实际可以使用cat /proc/meminfo 来查询HugePages的信息
root@ubuntu:~# cat /proc/meminfo
MemTotal: 267795008 kB
MemFree: 259260224 kB
HugePages_Total: 0
HugePages_Free: 0
HugePages_Rsvd: 0
HugePages_Surp: 0
Hugepagesize: 2048 kB
像普通的pagefault一样,会在handle_mm_fault 中通过is_vm_hugetlb_page 来判断是否是hugepage fault
int handle_mm_fault(struct vm_area_struct *vma, unsigned long address,
unsigned int flags)
{
int ret;
__set_current_state(TASK_RUNNING);
count_vm_event(PGFAULT);
mem_cgroup_count_vm_event(vma->vm_mm, PGFAULT);
/* do counter updates before entering really critical section. */
check_sync_rss_stat(current);
/*
* Enable the memcg OOM handling for faults triggered in user
* space. Kernel faults are handled more gracefully.
*/
if (flags & FAULT_FLAG_USER)
mem_cgroup_oom_enable();
if (!arch_vma_access_permitted(vma, flags & FAULT_FLAG_WRITE,
flags & FAULT_FLAG_INSTRUCTION,
flags & FAULT_FLAG_REMOTE))
return VM_FAULT_SIGSEGV;
if (unlikely(is_vm_hugetlb_page(vma)))
ret = hugetlb_fault(vma->vm_mm, vma, address, flags);
}
static inline bool is_vm_hugetlb_page(struct vm_area_struct *vma)
{
return !!(vma->vm_flags & VM_HUGETLB);
}
原来就是看vm是否有VM_HUGETLB 这个标识来确实是否是hugepage.

任务 A: 从记录中筛选出所有含有字符串“tail”的行，并逐行抄出。匹配时区分大小写。

指点与标注条目:
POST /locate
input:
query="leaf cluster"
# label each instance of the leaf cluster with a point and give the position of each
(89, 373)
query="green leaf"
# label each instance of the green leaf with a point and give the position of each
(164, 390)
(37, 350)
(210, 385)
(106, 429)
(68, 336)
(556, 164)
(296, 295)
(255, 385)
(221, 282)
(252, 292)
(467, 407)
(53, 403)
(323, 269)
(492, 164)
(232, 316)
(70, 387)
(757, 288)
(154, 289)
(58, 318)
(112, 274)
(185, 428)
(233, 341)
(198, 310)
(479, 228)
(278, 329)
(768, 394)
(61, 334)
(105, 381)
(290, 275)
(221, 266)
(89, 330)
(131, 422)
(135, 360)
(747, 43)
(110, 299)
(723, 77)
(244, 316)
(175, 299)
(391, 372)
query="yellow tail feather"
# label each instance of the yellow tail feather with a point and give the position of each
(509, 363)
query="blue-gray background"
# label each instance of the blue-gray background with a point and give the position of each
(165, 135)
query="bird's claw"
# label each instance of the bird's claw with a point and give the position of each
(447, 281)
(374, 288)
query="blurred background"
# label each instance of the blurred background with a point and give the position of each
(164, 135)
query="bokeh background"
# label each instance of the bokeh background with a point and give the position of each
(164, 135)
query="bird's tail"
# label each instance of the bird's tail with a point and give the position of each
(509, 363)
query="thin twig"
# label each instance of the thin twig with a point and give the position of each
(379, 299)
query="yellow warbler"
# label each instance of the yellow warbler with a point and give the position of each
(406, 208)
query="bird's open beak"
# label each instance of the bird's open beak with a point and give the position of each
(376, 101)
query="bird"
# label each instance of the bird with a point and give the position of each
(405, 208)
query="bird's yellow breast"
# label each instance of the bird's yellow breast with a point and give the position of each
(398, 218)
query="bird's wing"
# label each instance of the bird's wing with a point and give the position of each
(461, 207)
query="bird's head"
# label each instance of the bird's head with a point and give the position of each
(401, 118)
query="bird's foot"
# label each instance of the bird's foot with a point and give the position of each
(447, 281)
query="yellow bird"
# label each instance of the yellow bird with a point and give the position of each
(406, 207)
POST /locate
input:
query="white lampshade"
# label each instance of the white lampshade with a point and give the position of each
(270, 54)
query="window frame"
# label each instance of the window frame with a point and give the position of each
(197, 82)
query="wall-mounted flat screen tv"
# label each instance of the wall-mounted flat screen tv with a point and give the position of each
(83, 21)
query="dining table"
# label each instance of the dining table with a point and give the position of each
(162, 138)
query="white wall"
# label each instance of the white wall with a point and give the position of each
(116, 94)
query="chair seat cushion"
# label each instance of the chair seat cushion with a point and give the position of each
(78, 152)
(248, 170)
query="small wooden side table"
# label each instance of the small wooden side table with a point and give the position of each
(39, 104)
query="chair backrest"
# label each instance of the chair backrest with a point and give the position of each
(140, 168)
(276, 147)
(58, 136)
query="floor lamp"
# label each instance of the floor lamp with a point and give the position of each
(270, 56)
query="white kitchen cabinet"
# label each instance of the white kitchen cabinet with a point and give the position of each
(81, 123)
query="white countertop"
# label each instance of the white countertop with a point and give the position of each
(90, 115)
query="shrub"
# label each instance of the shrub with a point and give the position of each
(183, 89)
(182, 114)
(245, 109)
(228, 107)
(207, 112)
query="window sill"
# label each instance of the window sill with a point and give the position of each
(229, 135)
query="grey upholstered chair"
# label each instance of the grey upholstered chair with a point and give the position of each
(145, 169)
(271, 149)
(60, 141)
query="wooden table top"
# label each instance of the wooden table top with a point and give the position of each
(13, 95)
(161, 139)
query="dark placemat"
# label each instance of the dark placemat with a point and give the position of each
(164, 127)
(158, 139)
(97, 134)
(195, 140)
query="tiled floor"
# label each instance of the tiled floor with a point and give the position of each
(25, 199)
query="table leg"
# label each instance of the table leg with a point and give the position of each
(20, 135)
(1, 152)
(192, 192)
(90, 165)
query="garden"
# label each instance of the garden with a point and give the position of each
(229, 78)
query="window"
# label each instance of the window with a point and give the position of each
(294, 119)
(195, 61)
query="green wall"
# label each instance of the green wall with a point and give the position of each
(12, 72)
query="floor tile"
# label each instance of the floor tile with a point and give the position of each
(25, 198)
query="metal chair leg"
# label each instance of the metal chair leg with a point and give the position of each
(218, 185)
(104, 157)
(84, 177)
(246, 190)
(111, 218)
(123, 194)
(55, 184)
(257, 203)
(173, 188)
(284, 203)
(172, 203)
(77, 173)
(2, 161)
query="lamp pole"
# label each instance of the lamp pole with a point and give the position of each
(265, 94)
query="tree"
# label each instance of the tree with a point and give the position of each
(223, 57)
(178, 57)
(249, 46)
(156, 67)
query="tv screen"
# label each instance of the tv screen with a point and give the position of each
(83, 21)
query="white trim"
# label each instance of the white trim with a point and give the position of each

任务 B: 把讲 Linux HugePages 缺页处理的选段从最后一句之后接着写下去。

任务结果 A:
query="yellow tail feather"
# label each instance of the yellow tail feather with a point and give the position of each
query="bird's tail"
# label each instance of the bird's tail with a point and give the position of each

任务结果 B:
如果是hugepage则调用hugetlb_fault->huge_pte_alloc
pte_t *huge_pte_alloc(struct mm_struct *mm,
unsigned long addr, unsigned long sz)
{
pgd_t *pgd;
pud_t *pud;
pte_t *pte = NULL;
pr_debug("%s: addr:0x%lx sz:0x%lx\n", __func__, addr, sz);
pgd = pgd_offset(mm, addr);
pud = pud_alloc(mm, pgd, addr);
if (!pud)
return NULL;
if (sz == PUD_SIZE) {
pte = (pte_t *)pud;
} else if (sz == (PAGE_SIZE * CONT_PTES)) {
pmd_t *pmd = pmd_alloc(mm, pud, addr);
WARN_ON(addr & (sz - 1));
/*
* Note that if this code were ever ported to the
* 32-bit arm platform then it will cause trouble in
* the case where CONFIG_HIGHPTE is set, since there
* will be no pte_unmap() to correspond with this
* pte_alloc_map().
*/
pte = pte_alloc_map(mm, pmd, addr);
} else if (sz == PMD_SIZE) {
if (IS_ENABLED(CONFIG_ARCH_WANT_HUGE_PMD_SHARE) &&
pud_none(*pud))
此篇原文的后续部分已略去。